TEXT EXTRACT:
★ ★ ★ ★

With respect for the pain everyone has suffered through due to XML... at this point I prefer XML with a good schema to JSON any day, even if it's more verbose and more awkward to hand-edit. It's just so much easier to validate it or generate code to handle it, and you get things like XSLT or XPath if you want them.
I mean, you can use JSON Schema as well to have similar functionality to XML Schema.
That's exactly the point being made: json is becoming xml.
The point also feels like passive-aggressively ignoring the reason why people use JSON and not XML.
Can you name some of these reasons? Or give me link? Honest question!
One reason would be massively reduced syntax overhead and better readability. I've seen plenty of XML files where XML syntax makes up more than 50% of the file's content, and trying to read the actual content is tedious. Now JSON isn't ideal either - technically you could get rid of all commas, colons, and the quotes around most keys - but I sure prefer `{"foo": "some \"stuff\""}` over something like `<foo><![CDATA[some <stuff>]]></foo>`
I agree, I would prefer JSON (or YAML) for example for configuration files. That is for stuff that humans actually read. I was thinking about using JSON/XML as a data exchange format between computers, because the context of this discussion has revolved about things like JSON/XML-Schema, JSON/XPath and SOAP/OpenAPI. There is a large trend to replace XML with JSON as data format for inter machine communication, and it is confusing to me.
XML is too unwieldy for human consumption. Editing it is error-prone, and those schema-directed editors are even worse, because everything requires clicking and clicking and clicking.

For machine-to-machine communication, it's very well suited, but most data is simple enough, and the XML libraries I've used tended to be --let's say-- over-engineered, while there are no hoops to jump through when you want to parse JSON.

And one thing I always disliked about XML was the CDATA section: it makes the message even harder to read, and it's not like you're going to use that binary data unparsed/unchecked.

XML just tried to formalize data transfer and description prematurely, which made it rigid and not even sufficiently powerful. I must say that XSLT and XPath were great additions, though.

Honestly for a lot of people they use JSON because thats what they have always used; XMLs heyday was like 15 years ago, you could be a very senior engineer now and have never touched XML.

★ ★ ★ ★

SOURCE DATA:
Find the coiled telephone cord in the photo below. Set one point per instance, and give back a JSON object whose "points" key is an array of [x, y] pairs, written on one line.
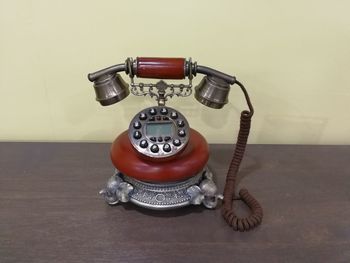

★ ★ ★ ★

WHAT TO WORK ON: Reproduce word for word the stretch of the XML and JSON discussion from "For machine-to-machine communication, it's" through "to parse JSON.". The material has no connection to the XML and JSON discussion.

SOLUTION TO THE EXERCISE:
For machine-to-machine communication, it's very well suited, but most data is simple enough, and the XML libraries I've used tended to be --let's say-- over-engineered, while there are no hoops to jump through when you want to parse JSON.